Rows:
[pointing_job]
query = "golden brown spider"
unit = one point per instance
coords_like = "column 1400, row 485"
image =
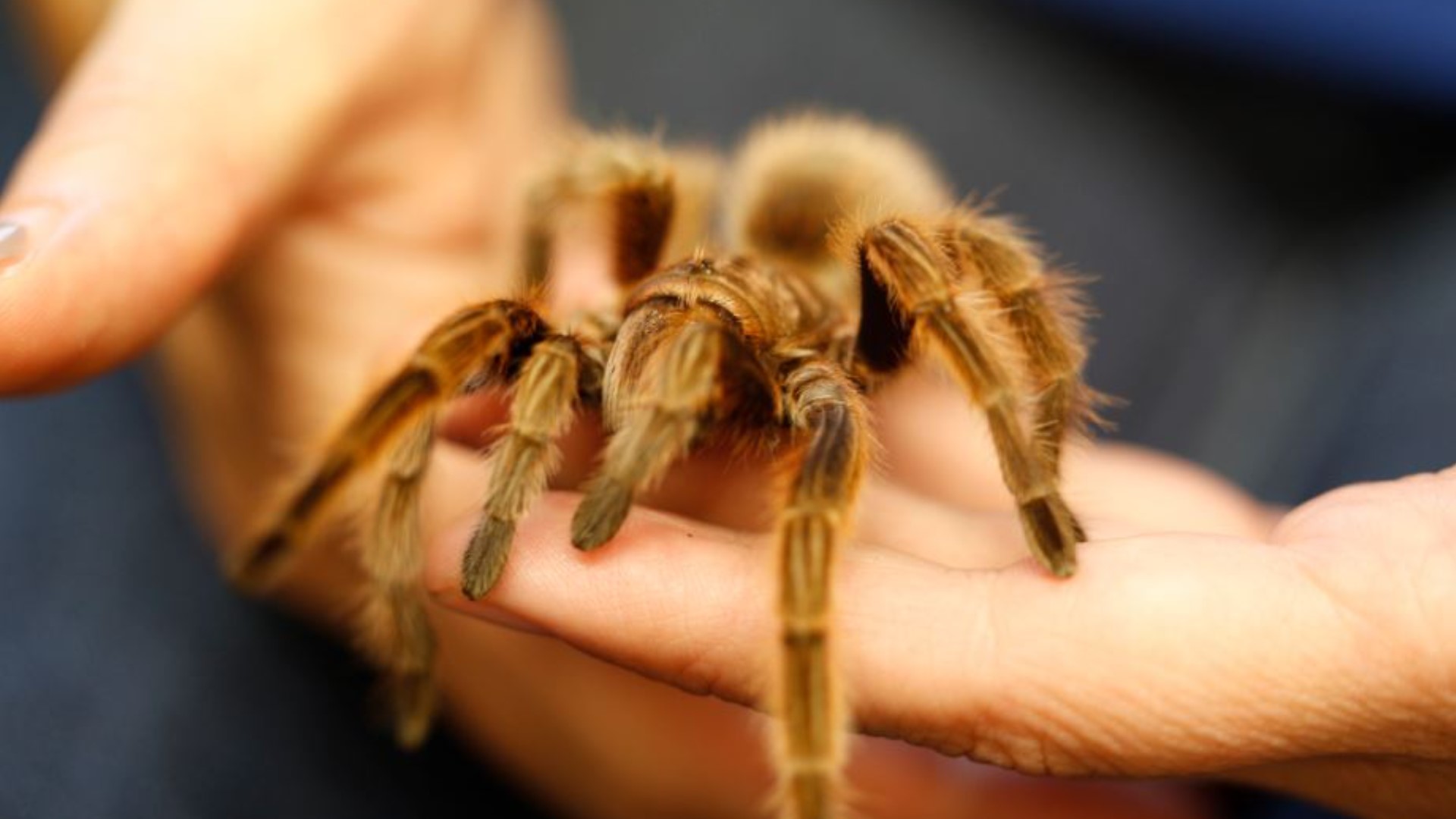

Exercise:
Transcribe each of the entries above exactly as it appears, line by line, and leave out the pictures.

Task answer:
[pointing_job]
query = "golden brown spider"
unit = one point per instance
coords_like = "column 1400, row 485"
image =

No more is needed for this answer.